I really didn’t feel anything noticeably different that night, or the day after. I was real thirsty, I couldn’t get enough water to quench me, I wasn’t nauseous….I just felt weird. Like I was stoned or something. I just sat around and did sodoku. Then the earthquake…I thought I was gonna get sick from the rolling around…
Well here it is 4 days after my first chemo day and I am starting to notice a few things. Last night my legs were killing me. The pain in my bones kept me up the whole night. Another thing I’ve noticed is I can’t taste anything. I guess this is when things will start getting weird huh? Now I’m also starting to feel a little nausea. Especially when I smell the neighbors cooking. Smells like dog.
check in on me to see how I’m doing…..I’ll keep in touch! Gonna throw up now….
═══
TASK LIST:
a) In the chemo diary excerpt, what kept the writer up the whole night?
b) Can you condense the paragraph of the chemo diary excerpt beginning "Well here it is 4 days after my first chemo day" into a short list that keeps its main facts?
c) Restate word for word the part of the chemo diary excerpt starting with "I really didn’t" and going on through "Smells like dog.".

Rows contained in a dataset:
═══
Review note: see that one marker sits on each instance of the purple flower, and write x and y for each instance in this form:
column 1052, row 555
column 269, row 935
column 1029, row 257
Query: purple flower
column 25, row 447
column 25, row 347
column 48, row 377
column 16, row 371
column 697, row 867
═══
RESPONSES IN ORDER:
a) The pain in the writer's bones, with the legs hurting badly.

b)
- Four days after the first chemo day, the writer is starting to notice changes.
- Leg and bone pain kept the writer up all night.
- The writer can't taste anything.
- Mild nausea is setting in, especially at the smell of the neighbors' cooking, which smells like dog.

c)
I really didn’t feel anything noticeably different that night, or the day after. I was real thirsty, I couldn’t get enough water to quench me, I wasn’t nauseous….I just felt weird. Like I was stoned or something. I just sat around and did sodoku. Then the earthquake…I thought I was gonna get sick from the rolling around…
Well here it is 4 days after my first chemo day and I am starting to notice a few things. Last night my legs were killing me. The pain in my bones kept me up the whole night. Another thing I’ve noticed is I can’t taste anything. I guess this is when things will start getting weird huh? Now I’m also starting to feel a little nausea. Especially when I smell the neighbors cooking. Smells like dog.